Problem description | From the recovery blog post below, list each outcome the writer tells newcomers they might eventually reach.

Excerpt |
= = = = =

Recovery Connections

John Schwary is CEO of Transitional Living Communities, an 850-bed recovery program he founded in Mesa, Arizona January 9, 1992, when he had a year sober. He's in his 28th year of recovery.

In these posts, he views life mostly through the lenses of recovery. While the blog is factual, he often disguises events and people to protect anonymity.

Saturday, July 22, 2017

The Promises

My teenage granddaughter, who graduated from high school a few months ago, called this weekend to tell me that she was going to into the Air Force in about two weeks.

She'd been talking about entering the service for a few years. Now, all of a sudden, it's becoming very real. She's really going to do it.

We make small talk for a while and plan to get together next week for lunch. I want to see her one more time before she goes off to Texas for basic training.

I bring this up because this is one of the benefits of sobriety. When I got sober going on 27 years ago, this girl wasn't even born. She's never seen me high. She's never seen me drunk. All she knows is the grandfather who's always worked hard in his business and lived a sober life.

When I first got sober in 1991 I never looked very far ahead. Maybe three or four years at most. I did my best to live my life in the moment. I went to meetings. Stayed sober. I applied the twelve-step principles to my life.

Now, years later, I look at the many blessings that have been given to me because I stay sober and clean. Had I not got sober in 1991, I know I would not be alive today. I would not be able to visit my children and grandchildren and spend summer and Christmas vacations with them. I have been blessed over and over again, and it all started when I made the decision to go into a detoxification unit.

And I use this experience to try to encourage newcomers. I suggest to them that they be patient. That eventually their family will come back to them. They'll be able to find a job. Maybe go to school. Perhaps raise a family. Maybe never have to be arrested or go to jail again.

The Big Book tells us in the Promises that we will know "a new freedom and a new happiness." I'm pleased to say that the promises have come true for me.

= = = = =

Exercise data |
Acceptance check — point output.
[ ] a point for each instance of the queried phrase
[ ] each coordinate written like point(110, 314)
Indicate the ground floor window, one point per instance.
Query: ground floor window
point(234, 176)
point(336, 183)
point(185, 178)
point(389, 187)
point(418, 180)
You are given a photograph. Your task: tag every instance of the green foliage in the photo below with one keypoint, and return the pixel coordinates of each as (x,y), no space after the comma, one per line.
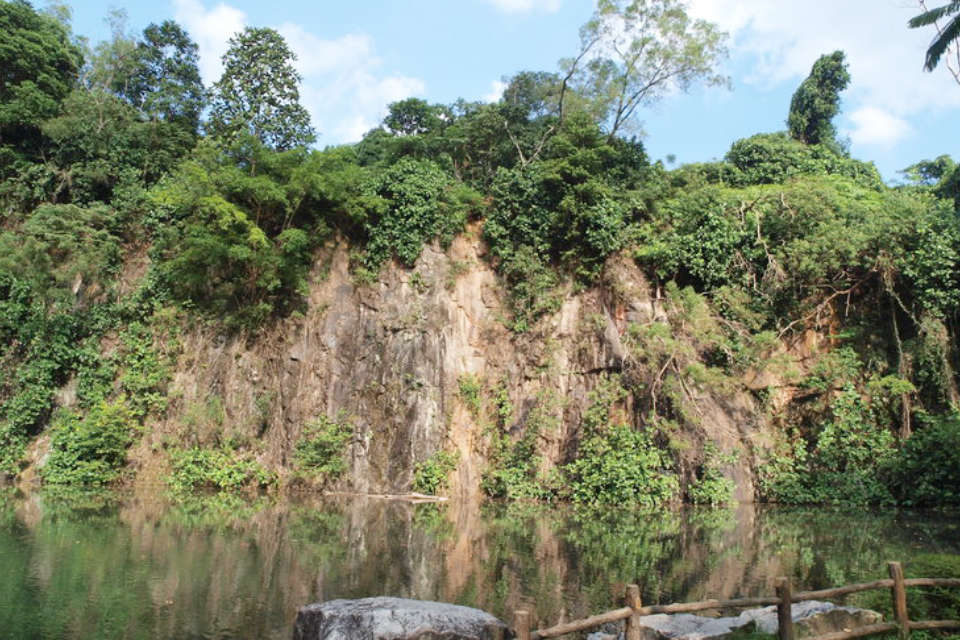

= = = = =

Response box |
- Their family will come back to them.
- They'll be able to find a job.
- They may go to school.
- They may raise a family.
- They may never have to be arrested or go to jail again.